■ **AIM OF THE TASK**: Write out all of the data exactly as it appears.

━━━━━ GIVEN DATA

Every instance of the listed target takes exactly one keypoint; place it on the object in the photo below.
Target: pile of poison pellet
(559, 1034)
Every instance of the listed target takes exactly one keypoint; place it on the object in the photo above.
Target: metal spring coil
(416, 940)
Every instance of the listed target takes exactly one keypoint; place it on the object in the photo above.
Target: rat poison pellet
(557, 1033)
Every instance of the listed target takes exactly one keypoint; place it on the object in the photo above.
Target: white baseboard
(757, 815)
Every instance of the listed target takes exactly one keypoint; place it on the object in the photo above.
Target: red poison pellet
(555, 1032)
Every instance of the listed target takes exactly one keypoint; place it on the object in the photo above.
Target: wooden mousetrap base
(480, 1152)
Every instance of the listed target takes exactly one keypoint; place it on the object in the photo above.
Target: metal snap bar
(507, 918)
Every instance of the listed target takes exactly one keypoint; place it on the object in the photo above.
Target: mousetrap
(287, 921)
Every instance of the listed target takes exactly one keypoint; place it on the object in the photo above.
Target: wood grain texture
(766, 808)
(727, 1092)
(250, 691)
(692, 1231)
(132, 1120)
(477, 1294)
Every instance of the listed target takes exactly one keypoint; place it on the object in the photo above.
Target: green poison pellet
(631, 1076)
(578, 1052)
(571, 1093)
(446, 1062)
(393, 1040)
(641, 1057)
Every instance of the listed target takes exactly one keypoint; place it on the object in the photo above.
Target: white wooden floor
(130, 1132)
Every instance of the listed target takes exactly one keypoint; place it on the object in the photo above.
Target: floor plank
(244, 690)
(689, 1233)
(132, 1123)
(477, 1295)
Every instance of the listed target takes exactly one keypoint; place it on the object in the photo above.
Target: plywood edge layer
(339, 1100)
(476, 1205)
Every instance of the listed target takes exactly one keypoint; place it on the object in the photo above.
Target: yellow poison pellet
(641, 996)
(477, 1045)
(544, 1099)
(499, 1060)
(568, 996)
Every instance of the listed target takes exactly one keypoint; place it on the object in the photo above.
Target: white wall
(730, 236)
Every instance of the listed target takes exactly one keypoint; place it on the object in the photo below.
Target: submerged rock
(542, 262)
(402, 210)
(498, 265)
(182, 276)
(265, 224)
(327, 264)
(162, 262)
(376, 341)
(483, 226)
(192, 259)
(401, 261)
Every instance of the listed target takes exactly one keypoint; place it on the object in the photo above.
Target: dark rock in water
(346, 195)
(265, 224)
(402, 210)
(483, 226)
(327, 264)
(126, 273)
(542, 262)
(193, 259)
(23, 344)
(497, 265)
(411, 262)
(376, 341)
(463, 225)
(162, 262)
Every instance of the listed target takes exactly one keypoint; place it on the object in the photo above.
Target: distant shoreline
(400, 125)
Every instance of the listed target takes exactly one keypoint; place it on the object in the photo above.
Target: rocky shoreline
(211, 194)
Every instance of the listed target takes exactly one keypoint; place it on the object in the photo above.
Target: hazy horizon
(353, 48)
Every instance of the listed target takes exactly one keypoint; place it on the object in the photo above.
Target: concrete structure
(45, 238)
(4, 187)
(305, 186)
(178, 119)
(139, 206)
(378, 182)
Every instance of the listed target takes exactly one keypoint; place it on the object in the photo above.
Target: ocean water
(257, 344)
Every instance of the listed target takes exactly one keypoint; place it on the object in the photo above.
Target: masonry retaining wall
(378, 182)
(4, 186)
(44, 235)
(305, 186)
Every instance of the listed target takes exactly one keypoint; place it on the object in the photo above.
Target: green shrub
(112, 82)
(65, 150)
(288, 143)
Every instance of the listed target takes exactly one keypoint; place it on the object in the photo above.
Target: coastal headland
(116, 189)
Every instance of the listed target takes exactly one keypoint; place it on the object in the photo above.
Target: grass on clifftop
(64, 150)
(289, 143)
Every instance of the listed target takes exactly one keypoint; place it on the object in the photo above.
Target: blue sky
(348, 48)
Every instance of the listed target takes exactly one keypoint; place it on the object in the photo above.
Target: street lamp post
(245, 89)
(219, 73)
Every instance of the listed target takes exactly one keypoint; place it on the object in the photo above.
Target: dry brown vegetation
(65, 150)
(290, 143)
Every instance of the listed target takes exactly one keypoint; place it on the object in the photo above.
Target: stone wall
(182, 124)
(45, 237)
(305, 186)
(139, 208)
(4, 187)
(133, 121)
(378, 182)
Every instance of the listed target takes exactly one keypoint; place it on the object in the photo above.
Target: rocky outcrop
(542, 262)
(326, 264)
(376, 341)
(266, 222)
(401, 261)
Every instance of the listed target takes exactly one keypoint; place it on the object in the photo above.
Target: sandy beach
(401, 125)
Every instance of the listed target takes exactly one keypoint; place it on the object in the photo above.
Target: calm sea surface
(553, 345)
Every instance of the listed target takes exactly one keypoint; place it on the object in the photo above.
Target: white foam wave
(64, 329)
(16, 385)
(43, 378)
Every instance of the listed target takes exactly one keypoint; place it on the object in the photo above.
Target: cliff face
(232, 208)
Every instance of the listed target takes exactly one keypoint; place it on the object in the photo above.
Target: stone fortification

━━━━━━━━━━

■ **RESULT OF THIS EXERCISE**:
Every instance of the listed target takes exactly one keypoint; place it on the object in the photo below.
Target: pile of poison pellet
(559, 1034)
Every instance of the listed target takes exactly one keypoint; place it on the object in the photo above.
Target: metal spring coil
(416, 940)
Every instance of the listed target takes exactly one keypoint; place it on the object in the photo above.
Target: rat poison pellet
(557, 1033)
Every instance of the listed target takes exactly one keypoint; place it on the object in the photo above.
Target: white baseboard
(757, 815)
Every instance of the listed target takes exactly one keypoint; place it on the object in the photo above.
Target: red poison pellet
(555, 1032)
Every instance of the listed target takes exactly one keypoint; place it on the object in the photo above.
Target: wooden mousetrap base
(480, 1152)
Every instance of the listed target takes exactly one keypoint; place it on the object in the photo above.
Target: metal snap bar
(507, 918)
Every instance of the listed target takes exactly one keypoint; place it on the object in the photo above.
Target: mousetrap
(287, 921)
Every instance of the listed target takes exactly one keypoint; place it on the object in the photo above.
Target: wood grain texture
(766, 808)
(727, 1092)
(250, 691)
(692, 1231)
(132, 1120)
(477, 1294)
Every instance of the listed target takes exactly one keypoint; place it on the object in the photo above.
Target: green poison pellet
(631, 1076)
(578, 1052)
(571, 1093)
(446, 1062)
(393, 1040)
(641, 1057)
Every instance of the listed target takes exactly one keypoint; place it on the object in the photo above.
Target: white wooden floor
(130, 1132)
Every instance of the listed target takes exactly one keypoint; place it on the object in the photo above.
Target: floor plank
(244, 690)
(689, 1233)
(132, 1123)
(477, 1295)
Every instance of the listed target takes exactly one keypoint; place it on the object in the photo above.
Target: plywood edge layer
(339, 1100)
(476, 1205)
Every instance of the listed target takes exactly one keypoint; place it on the object in the photo above.
Target: yellow poison pellet
(641, 996)
(477, 1045)
(544, 1099)
(499, 1060)
(568, 996)
Every instance of the listed target takes exactly one keypoint; place it on the object in the photo above.
Target: white wall
(730, 236)
Every instance of the listed target takes exactly one keypoint; place it on the object in the photo below.
Target: submerged rock
(542, 262)
(402, 210)
(498, 265)
(182, 276)
(265, 224)
(327, 264)
(162, 262)
(376, 341)
(483, 226)
(192, 259)
(401, 261)
Every instance of the listed target takes exactly one keypoint; place it on the object in the photo above.
Target: dark rock in water
(346, 195)
(265, 224)
(402, 210)
(483, 226)
(327, 264)
(126, 273)
(542, 262)
(193, 259)
(23, 344)
(497, 265)
(411, 262)
(376, 341)
(463, 225)
(162, 262)
Every instance of the listed target takes exactly one keypoint; place it on the object in the photo above.
Target: distant shoreline
(400, 125)
Every instance of the listed target takes exactly one keypoint; place it on the object in the photo above.
Target: rocky shoreline
(211, 194)
Every instance of the listed target takes exactly one keypoint; place it on the object in the photo above.
Target: hazy horizon
(353, 48)
Every instance of the listed target takes exactly one keypoint; place it on the object in the photo above.
Target: concrete structure
(45, 238)
(4, 187)
(305, 186)
(178, 119)
(139, 206)
(378, 182)
Every instance of the listed target takes exactly one keypoint; place it on the object in the photo above.
Target: ocean water
(257, 344)
Every instance of the listed target takes exactly one keypoint; place it on the object in the photo above.
Target: masonry retaining wall
(378, 182)
(4, 186)
(44, 235)
(305, 186)
Every instance of the listed target takes exactly one keypoint; place it on the object in the photo above.
Target: green shrub
(112, 82)
(65, 150)
(288, 143)
Every instance of the listed target takes exactly one keypoint; place it on the object in the photo above.
Target: coastal headland
(116, 189)
Every instance of the listed target takes exactly one keypoint; place it on the object in the photo above.
Target: grass on clifftop
(64, 150)
(289, 143)
Every instance of the listed target takes exactly one keypoint; place it on the object in the photo above.
Target: blue sky
(348, 48)
Every instance of the listed target takes exactly one keypoint; place it on the object in the photo above.
Target: street lamp post
(245, 89)
(219, 73)
Every instance of the listed target takes exactly one keypoint; place it on the object in the photo above.
Target: dry brown vegetation
(65, 150)
(290, 143)
Every instance of the listed target takes exactly one keypoint; place it on the object in the photo above.
Target: stone wall
(182, 124)
(45, 237)
(305, 186)
(139, 208)
(4, 187)
(133, 121)
(378, 182)
Every instance of the listed target takes exactly one keypoint; place it on the object in the photo above.
Target: rocky outcrop
(542, 262)
(326, 264)
(376, 341)
(266, 222)
(401, 261)
Every instance of the listed target takes exactly one keypoint; place it on the object in the photo above.
Target: sandy beach
(401, 125)
Every instance of the listed target takes exactly one keypoint; place it on the object in the photo above.
Target: calm sea surface
(553, 345)
Every instance of the listed target takes exactly one keypoint; place it on the object in the photo above.
Target: white foam wave
(64, 329)
(16, 385)
(43, 378)
Every instance of the listed target takes exactly one keypoint; place it on the object in the photo above.
Target: cliff face
(232, 208)
Every instance of the listed target takes exactly one keypoint; place it on the object in the photo above.
Target: stone fortification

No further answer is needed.